─── DATA SHOWN

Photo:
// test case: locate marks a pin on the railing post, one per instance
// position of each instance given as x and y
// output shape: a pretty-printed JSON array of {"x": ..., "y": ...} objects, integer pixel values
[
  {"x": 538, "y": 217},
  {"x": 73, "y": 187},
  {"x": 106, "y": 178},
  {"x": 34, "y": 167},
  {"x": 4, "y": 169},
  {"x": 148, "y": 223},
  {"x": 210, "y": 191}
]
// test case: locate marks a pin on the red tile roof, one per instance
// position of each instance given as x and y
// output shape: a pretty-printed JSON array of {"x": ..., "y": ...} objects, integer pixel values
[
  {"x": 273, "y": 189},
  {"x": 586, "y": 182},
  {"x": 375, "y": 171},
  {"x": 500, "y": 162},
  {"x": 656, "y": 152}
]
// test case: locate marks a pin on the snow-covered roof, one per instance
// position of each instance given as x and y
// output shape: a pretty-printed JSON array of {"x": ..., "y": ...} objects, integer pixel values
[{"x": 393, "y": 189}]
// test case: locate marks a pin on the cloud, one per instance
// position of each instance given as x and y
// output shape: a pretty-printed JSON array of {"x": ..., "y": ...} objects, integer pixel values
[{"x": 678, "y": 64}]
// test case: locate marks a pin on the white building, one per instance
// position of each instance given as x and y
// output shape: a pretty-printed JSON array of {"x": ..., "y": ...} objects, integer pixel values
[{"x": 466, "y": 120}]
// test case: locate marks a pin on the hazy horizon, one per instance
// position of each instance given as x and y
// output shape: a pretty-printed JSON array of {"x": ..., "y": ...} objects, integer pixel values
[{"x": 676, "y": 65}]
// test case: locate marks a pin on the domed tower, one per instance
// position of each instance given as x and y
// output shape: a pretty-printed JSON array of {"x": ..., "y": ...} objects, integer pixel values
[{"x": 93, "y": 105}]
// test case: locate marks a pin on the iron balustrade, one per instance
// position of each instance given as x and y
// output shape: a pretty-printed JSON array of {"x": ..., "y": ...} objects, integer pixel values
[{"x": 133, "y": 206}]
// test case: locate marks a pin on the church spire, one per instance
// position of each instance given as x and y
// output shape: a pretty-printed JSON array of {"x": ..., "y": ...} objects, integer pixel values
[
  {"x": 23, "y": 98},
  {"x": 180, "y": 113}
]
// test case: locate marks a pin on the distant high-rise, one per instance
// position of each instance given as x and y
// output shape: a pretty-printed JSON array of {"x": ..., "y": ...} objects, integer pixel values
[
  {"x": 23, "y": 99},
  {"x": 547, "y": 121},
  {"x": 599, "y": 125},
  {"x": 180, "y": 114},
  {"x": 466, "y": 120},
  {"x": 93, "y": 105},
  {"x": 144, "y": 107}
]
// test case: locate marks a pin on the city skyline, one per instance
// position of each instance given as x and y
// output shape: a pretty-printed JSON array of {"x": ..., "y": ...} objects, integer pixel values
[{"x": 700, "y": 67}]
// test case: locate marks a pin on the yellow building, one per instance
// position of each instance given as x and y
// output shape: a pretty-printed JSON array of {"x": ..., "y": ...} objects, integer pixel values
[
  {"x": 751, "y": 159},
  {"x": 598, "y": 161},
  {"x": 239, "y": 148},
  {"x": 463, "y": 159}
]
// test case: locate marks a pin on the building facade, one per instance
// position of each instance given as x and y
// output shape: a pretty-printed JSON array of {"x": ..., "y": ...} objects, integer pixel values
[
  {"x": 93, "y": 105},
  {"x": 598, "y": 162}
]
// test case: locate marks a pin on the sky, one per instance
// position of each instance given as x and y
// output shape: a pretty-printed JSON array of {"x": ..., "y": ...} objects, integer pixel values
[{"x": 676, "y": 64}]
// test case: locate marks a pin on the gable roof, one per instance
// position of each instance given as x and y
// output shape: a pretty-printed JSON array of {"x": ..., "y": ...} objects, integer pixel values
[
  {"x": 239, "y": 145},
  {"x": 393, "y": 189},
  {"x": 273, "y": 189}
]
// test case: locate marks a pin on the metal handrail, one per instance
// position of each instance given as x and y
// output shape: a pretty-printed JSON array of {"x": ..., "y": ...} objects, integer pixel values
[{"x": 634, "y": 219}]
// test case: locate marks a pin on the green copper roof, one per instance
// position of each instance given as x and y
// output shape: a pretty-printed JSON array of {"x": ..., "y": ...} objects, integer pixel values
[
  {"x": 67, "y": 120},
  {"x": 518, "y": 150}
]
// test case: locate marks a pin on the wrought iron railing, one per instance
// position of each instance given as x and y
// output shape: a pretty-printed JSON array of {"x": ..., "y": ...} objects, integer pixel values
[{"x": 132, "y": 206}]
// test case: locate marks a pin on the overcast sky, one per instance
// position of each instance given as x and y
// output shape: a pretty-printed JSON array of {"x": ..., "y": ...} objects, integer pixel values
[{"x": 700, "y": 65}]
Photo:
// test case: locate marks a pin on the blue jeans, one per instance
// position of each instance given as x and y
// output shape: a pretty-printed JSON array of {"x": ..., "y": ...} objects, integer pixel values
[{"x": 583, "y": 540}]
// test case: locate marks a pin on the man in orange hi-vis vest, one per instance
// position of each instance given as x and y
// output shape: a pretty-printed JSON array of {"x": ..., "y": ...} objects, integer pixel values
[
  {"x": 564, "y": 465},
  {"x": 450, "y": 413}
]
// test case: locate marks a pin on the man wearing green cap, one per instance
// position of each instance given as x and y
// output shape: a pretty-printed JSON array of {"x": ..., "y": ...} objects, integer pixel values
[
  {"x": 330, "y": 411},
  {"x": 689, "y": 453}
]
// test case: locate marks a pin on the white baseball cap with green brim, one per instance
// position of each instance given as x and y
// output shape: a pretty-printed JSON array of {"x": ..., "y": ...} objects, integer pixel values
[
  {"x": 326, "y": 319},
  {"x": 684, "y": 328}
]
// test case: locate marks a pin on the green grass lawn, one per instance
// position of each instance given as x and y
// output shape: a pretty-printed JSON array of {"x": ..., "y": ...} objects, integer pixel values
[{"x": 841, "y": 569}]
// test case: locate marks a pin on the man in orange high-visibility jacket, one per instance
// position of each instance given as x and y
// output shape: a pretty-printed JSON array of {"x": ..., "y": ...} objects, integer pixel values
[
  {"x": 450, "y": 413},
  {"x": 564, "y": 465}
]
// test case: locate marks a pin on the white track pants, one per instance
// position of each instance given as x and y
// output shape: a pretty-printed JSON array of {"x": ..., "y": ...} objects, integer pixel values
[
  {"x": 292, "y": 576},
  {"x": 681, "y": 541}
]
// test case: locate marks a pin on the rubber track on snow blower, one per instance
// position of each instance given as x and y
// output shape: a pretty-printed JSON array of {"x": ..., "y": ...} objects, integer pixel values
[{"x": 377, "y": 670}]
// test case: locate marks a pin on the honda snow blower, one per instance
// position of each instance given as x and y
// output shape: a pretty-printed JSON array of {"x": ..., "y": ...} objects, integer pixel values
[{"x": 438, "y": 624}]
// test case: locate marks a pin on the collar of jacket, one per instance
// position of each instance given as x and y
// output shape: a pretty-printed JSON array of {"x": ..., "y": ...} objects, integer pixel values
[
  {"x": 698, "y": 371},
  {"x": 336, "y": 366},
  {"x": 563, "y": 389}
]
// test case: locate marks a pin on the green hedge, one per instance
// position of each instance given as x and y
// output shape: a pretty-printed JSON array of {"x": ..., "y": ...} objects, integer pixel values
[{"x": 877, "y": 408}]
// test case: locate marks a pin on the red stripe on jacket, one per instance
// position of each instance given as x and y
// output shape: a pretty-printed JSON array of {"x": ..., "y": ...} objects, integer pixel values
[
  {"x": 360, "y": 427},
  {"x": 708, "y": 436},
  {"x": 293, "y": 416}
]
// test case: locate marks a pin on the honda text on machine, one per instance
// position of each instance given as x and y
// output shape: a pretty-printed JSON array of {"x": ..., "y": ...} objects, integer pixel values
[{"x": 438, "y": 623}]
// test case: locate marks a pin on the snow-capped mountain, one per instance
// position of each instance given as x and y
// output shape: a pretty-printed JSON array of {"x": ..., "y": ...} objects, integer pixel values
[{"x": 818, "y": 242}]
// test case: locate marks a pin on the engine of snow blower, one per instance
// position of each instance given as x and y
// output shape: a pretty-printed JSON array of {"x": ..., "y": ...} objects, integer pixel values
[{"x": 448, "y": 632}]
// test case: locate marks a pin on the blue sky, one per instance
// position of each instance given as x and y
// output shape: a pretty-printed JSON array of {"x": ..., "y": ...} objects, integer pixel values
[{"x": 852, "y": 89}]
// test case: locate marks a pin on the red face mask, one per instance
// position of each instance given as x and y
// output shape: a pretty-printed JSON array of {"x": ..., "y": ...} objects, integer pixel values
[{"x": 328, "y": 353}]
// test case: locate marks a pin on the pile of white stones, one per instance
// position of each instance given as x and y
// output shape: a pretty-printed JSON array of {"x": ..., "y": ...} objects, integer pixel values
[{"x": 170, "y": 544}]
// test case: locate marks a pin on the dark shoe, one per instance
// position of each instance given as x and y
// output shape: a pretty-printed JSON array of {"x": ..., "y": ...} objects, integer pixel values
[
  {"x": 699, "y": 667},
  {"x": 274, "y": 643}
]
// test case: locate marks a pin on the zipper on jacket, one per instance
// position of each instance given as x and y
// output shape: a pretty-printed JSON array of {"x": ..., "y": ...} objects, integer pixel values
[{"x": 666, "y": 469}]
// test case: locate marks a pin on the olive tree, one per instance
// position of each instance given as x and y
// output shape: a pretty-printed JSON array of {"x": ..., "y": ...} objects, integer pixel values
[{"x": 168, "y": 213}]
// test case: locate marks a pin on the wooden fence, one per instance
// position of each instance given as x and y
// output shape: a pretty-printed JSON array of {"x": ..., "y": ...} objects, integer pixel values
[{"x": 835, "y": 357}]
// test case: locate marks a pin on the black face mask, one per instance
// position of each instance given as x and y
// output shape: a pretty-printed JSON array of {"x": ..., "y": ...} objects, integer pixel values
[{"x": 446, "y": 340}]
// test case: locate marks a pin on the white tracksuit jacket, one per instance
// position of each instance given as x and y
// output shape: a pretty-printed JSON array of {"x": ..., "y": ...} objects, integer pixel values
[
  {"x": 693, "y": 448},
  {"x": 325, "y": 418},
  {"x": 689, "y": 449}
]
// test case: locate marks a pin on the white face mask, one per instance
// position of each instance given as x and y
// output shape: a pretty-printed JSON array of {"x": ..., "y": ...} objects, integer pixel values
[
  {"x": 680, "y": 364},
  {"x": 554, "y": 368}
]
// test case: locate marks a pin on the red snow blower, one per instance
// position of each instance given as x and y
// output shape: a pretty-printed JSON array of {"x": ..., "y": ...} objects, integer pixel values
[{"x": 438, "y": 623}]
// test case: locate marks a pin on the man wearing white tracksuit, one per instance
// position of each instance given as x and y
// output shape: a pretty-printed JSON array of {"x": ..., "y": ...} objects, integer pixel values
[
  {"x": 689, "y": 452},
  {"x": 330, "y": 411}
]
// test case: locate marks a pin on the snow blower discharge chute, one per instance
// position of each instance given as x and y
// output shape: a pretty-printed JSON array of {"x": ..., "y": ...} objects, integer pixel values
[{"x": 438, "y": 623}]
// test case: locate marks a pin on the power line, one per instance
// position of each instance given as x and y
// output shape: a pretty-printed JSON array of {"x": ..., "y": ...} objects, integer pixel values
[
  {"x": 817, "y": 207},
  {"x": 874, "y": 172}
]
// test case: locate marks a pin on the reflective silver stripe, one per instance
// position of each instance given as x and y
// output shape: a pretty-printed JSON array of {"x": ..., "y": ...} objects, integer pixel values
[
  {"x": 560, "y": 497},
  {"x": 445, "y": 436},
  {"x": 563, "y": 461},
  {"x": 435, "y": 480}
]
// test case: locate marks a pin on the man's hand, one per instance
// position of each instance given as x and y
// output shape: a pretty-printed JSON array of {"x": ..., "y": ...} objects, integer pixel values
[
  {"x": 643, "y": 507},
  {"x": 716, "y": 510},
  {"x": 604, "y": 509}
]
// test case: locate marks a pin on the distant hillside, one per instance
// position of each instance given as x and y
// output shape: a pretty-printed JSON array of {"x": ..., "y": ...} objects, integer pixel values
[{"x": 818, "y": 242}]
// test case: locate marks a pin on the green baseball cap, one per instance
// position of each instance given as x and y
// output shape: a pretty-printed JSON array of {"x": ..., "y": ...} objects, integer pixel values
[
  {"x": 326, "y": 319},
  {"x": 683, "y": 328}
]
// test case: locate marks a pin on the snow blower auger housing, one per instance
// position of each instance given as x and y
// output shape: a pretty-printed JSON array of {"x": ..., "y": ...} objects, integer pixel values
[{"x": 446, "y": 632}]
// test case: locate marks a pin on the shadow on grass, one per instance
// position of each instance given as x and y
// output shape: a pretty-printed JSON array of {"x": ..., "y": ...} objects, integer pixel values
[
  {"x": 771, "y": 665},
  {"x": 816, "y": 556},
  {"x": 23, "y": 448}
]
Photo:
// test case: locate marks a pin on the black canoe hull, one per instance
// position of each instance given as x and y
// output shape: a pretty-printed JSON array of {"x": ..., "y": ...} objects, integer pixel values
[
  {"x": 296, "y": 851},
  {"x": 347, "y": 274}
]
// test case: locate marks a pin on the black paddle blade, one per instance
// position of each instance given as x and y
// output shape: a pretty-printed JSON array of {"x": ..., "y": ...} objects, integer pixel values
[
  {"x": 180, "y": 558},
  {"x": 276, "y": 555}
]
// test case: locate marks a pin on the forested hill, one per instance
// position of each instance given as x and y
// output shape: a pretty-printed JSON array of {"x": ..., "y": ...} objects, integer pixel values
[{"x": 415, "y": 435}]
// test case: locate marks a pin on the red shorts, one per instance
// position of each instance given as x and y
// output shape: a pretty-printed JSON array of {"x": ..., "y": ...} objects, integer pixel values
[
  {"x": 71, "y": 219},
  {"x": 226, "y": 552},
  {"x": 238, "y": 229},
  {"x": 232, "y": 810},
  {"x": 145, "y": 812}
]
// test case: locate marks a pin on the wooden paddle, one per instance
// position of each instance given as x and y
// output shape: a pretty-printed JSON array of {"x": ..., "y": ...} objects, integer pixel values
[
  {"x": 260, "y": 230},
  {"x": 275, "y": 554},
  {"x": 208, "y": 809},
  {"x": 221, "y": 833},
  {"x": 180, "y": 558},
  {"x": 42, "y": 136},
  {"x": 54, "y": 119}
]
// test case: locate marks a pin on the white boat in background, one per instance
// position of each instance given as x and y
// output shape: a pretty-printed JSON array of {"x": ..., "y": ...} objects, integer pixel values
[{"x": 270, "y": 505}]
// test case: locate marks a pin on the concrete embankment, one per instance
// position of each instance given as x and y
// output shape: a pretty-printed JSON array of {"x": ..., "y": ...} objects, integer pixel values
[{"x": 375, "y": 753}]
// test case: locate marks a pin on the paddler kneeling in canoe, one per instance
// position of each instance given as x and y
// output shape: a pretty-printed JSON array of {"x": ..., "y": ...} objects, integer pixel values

──────

TASK PROMPT.
Starting with the line that contains "embankment, one per instance", repeat each line through the last one exactly as it appears. Include both ends and nothing more.

THE OUTPUT.
// test case: locate marks a pin on the concrete embankment, one per instance
// position of each instance given as x and y
// output shape: a pretty-printed JSON array of {"x": ..., "y": ...} objects, integer pixel values
[{"x": 375, "y": 753}]
// test case: locate marks a pin on the paddler kneeling in canoe, one per instance
// position of each instance given as x and y
// output shape: a pretty-printed JSON array of {"x": ..., "y": ...} objects, integer pixel values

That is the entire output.